◆ **Ejercicio 1**:
En el texto sobre los avances civilizatorios, ¿qué no cabía en la cabeza de los antepasados muertos en defensa de la libertad nacional contra el dominio colonial?
◆ **Ejercicio 2**:
Retome el texto sobre los avances civilizatorios y prosiga a partir de su última oración.

◆ **Texto del ejercicio**:
^^^^^^^^^^^^^^^^

Apechugar con lo valioso y lo inaceptable de nuestra finitud, con lo que vale la pena cultivar o rechazar, es lo que seres locales y finitos pueden llamar, sin pretensiones absolutistas, avances civilizatorios. Aquello por lo cual nos jugamos sin reservas, más allá de una prudencia elemental. Es a lo que nos llama nuestro presidente, a no conformarnos con lo que hay, sino a apechugar con lo mejor de nuestro pasado, explicitándolo y proyectándolo al futuro, y arriesgándonos a saltar. No estamos protegidos de cisuras temporales, shocks que traen tiempos nuevos inimaginables. Nadie puede saber qué viene más allá del más allá. (No cabía en la cabeza de nuestros antepasados muertos en defensa del avance civilizatorio de la libertad nacional contra el dominio colonial, que la nacionalidad traería con ella el fascismo). Contenerse debido a la posibilidad siempre presente de ser sobrepasadas por la historia, a la espera de tener más información del futuro, sí que es paja, infundadas pretensiones de divinidad. La imposibilidad de saber lo que vendrá más allá del más allá, solamente llena de escrúpulos y reservas a dioses que lloran por su castración.

^^^^^^^^^^^^^^^^

◆ **Extractos de datos**:
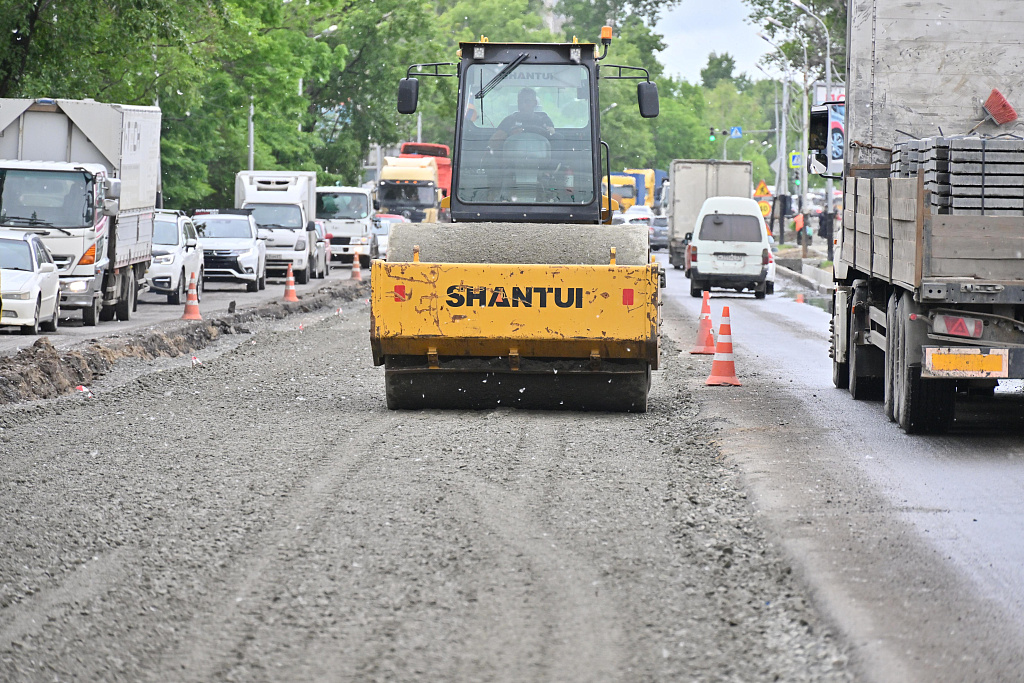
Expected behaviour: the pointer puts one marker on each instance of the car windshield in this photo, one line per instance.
(278, 215)
(165, 231)
(730, 227)
(528, 140)
(14, 255)
(342, 205)
(226, 228)
(57, 199)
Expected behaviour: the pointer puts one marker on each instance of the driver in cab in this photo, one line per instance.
(527, 119)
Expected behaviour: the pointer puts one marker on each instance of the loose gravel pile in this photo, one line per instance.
(263, 517)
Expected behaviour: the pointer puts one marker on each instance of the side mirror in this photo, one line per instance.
(647, 99)
(409, 95)
(112, 188)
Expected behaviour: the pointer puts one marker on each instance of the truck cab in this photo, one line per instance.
(348, 214)
(410, 187)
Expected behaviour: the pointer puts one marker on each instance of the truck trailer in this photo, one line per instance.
(929, 299)
(85, 176)
(692, 181)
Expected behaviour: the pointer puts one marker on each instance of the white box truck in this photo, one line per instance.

^^^^^^^^^^^^^^^^

◆ **Respuesta esperada 1**:
Que la nacionalidad traería con ella el fascismo.

◆ **Respuesta esperada 2**:
Es mejor superar la añoranza de diosas, secarse las lágrimas por nuestra finitud y localía, superar la idea infantil de que alguien más grande que nosotros nos indique el camino salvífico con claridad, aliviando nuestra necesidad de tomar plena responsabilidad. Así, antes de ser una voz más en el coro de alabanzas a abstracciones universales, aprenderemos algo singular que podrá ser un verdadero aporte para otros. La Santa Firme, ¿quién puede obedecer normas universales escrupulosamente? Sin embargo, ¿quién no puede aprender sobre lo que vale la pena si se hace cargo con propiedad de su finitud?
El presidente no parece pasarlo mal, se ve alegre, contento y gozador. Se aprecia que no ande de serio, ni sufriente ni agrio. Sabe, supongo, que la mala cara y el talante triste de caballo en pesebrera de algunos de sus cercanos no cambian ni disculpan nada. Al mismo tiempo, parece tener una impaciente insatisfacción con lo que hay. Aprecio especialmente de él que sea un tipo sin amarguras con la mano situada que le tocó, y que simultáneamente nos desafíe a no meter la cabeza en la tierra de los afanes diarios, sin mayor reflexión. A tomarnos en serio lo mejor que inventaron los viejos que nos formaron, y vivir con la significativa misión de cuidarlo, transformarlo, proyectarlo, saltarlo y superarlo.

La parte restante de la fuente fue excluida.